• _Dokumenttext_:
**********

Alder-Baerens bewältigte bei der Weltmeisterschaft im 24-Stundenlauf 2019 sage und schreibe 254,288 Kilometer - Foto: Michael Sommer

Deutscher Rekord und Silbermedaille für Nele Alder-Baerens sowie Bronze fürs deutsche Frauenteam bei der 24h-WM in Albi 2019 – JoAnna Zybon berichtet

By GRR 0

Die gebürtige Berlinerin Nele Alder-Baerens bewältigte bei der Weltmeisterschaft im 24-Stundenlauf 2019 sage und schreibe 254,288 Kilometer und überbot damit ihren eigenen deutschen Rekord, den sie erst im Juni dieses Jahres bei ihrem Debüt in Hoyerswerda aufgestellt hatte, um gute 3 Kilometer.

**********

• _Einträge zur Beschriftung von Objektpositionen_:
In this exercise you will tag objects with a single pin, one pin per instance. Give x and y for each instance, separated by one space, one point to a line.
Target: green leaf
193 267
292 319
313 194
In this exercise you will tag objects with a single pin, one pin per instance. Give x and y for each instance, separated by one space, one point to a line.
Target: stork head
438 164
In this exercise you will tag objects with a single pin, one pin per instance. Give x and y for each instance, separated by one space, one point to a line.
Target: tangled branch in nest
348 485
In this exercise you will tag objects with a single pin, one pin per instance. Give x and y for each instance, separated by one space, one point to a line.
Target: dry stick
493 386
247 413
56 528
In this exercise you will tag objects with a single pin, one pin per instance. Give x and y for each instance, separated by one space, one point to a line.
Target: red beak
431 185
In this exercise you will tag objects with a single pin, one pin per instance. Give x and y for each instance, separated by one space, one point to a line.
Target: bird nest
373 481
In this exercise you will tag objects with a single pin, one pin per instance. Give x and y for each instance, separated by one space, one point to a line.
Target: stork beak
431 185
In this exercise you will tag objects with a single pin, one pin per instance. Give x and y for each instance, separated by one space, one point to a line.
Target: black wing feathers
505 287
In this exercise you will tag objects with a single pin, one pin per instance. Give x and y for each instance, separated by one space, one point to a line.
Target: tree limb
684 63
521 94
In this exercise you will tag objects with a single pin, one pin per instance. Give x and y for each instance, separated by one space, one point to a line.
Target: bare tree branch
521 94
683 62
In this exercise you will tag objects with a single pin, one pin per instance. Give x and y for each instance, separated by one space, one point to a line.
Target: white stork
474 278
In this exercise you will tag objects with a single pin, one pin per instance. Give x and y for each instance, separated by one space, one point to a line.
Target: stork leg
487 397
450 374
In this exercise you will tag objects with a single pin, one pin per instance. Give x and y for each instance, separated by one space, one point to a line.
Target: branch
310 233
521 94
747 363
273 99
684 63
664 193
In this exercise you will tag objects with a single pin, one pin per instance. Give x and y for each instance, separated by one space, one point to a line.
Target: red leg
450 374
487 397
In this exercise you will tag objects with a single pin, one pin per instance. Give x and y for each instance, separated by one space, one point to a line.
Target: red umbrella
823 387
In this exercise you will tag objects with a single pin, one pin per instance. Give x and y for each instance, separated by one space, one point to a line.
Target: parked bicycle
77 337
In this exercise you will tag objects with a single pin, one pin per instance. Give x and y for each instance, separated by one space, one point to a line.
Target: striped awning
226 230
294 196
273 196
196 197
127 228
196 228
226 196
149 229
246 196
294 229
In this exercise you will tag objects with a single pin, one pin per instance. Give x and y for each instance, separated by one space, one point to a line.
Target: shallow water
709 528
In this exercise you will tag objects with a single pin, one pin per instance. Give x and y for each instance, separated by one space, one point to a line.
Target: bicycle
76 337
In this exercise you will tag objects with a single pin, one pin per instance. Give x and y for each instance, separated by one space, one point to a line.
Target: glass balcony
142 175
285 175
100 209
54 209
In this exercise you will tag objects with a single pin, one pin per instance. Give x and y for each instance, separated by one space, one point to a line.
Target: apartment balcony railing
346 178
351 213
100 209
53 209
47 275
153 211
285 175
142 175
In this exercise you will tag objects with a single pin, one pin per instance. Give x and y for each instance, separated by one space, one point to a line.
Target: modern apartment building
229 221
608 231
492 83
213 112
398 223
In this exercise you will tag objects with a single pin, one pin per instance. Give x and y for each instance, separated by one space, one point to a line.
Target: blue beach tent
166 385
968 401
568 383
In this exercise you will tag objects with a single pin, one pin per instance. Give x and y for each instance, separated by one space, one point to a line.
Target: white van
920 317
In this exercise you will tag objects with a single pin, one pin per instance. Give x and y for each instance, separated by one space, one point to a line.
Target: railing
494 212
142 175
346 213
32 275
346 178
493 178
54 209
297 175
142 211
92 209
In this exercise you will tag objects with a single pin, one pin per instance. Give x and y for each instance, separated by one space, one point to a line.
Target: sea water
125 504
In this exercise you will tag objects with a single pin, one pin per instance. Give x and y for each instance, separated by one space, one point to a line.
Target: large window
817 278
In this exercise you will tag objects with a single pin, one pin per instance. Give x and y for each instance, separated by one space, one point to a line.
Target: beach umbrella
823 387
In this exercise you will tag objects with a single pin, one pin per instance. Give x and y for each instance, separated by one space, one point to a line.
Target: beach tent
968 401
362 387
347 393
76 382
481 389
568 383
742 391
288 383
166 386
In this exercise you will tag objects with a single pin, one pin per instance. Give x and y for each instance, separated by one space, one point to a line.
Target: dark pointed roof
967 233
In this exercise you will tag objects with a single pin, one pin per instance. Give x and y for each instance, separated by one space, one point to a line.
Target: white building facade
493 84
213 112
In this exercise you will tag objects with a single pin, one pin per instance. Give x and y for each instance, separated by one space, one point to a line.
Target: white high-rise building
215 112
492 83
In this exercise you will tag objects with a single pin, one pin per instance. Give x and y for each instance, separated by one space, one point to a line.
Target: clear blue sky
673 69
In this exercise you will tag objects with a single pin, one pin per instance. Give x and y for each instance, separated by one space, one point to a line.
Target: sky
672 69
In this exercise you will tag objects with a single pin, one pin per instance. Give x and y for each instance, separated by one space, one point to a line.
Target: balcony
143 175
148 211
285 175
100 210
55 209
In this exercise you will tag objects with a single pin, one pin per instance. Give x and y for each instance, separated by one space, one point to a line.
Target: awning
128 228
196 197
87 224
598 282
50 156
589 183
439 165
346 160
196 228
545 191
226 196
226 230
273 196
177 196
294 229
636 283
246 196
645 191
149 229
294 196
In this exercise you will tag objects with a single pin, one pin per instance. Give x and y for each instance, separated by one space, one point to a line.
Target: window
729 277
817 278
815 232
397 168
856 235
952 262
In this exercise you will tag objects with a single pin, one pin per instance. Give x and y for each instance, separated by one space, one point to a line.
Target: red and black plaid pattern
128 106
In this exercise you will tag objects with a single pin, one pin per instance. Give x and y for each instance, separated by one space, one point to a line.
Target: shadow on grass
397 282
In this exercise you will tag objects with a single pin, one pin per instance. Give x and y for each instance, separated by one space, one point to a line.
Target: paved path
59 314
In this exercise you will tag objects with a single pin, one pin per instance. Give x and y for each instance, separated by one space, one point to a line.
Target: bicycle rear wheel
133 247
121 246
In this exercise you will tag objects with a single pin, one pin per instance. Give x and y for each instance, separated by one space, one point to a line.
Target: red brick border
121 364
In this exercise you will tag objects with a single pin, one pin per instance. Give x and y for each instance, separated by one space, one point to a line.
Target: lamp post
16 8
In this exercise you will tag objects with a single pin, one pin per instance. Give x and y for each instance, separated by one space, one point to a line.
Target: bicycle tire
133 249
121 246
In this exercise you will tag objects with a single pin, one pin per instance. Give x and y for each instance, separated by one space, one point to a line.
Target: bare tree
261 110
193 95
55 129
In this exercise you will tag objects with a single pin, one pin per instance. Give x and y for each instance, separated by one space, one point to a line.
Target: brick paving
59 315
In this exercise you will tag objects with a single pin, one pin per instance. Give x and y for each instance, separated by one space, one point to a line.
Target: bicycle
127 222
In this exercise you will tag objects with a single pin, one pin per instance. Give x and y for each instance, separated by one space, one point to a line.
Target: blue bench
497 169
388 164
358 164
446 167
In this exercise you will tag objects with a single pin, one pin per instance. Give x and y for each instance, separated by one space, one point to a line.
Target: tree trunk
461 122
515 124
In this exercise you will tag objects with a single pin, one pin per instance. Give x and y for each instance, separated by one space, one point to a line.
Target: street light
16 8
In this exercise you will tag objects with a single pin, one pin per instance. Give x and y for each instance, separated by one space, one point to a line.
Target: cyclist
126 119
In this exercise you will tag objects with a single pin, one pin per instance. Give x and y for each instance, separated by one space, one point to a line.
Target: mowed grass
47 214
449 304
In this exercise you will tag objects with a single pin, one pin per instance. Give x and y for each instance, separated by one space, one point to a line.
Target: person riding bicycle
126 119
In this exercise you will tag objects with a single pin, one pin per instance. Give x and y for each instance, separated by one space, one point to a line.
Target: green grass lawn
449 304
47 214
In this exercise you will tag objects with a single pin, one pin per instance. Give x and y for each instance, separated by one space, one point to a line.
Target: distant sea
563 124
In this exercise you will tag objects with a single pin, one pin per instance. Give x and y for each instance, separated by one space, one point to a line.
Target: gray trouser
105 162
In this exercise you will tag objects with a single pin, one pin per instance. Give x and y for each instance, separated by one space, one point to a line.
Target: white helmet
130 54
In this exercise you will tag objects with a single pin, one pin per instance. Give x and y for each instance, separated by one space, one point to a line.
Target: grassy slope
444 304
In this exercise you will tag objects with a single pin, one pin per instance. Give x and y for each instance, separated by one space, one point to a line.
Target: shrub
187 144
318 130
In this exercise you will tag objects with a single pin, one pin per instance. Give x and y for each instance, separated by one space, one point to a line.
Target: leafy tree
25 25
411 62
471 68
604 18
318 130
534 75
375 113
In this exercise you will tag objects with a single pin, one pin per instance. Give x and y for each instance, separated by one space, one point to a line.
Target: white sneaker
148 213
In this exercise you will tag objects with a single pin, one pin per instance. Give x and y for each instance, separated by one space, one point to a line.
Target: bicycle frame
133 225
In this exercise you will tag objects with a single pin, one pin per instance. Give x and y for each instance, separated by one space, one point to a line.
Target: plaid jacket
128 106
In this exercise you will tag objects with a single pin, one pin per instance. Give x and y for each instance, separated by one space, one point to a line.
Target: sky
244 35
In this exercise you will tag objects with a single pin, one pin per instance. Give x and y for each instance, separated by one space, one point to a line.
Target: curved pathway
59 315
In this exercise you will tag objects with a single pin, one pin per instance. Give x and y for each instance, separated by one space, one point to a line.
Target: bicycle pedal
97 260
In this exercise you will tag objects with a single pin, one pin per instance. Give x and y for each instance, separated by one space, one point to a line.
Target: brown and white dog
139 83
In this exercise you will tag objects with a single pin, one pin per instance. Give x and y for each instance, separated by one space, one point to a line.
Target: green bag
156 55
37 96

**********

• _Aufgabe_: Wie könnte der Bericht über die 24-Stunden-WM 2019 in Albi weitergehen? Schreiben Sie ihn im Anschluss an seinen letzten Satz fort.

• _Ergebnis_:
Für Freizeitläufer sind 254,288 Kilometer schier unvorstellbar: Diese Distanz entspricht etwas mehr als sechs Marathons, direkt hintereinander gelaufen.

Die 41-jährige Ausnahmeläuferin Nele Alder-Baerens absolvierte bei der Weltmeisterschaft im südfranzösischen Albi solch einen „Sechsfach-Marathon“ in einem Durchschnittstempo von knapp unter 5:40 min/km.

Mit dieser Leistung setzte sie sich an die Spitze der 11-köpfigen deutschen Mannschaft, einschließlich der Männer, und errang die Silbermedaille vor der alten und neuen Weltrekordlerin Camille Herron aus den USA, die 270,116 km erreichte.

Die 37-jährige Camille Herron ist damit mit Abstand die erste Frau, die beim 24-h-Lauf mehr als 270 km geschafft hat – eine Weite, die selbst für Männer eine große Herausforderung darstellt, wie man u. a. anhand der WM-Ergebnisliste erkennen kann: Lediglich fünf der insgesamt 2015 Männer kamen über 270 Kilometer.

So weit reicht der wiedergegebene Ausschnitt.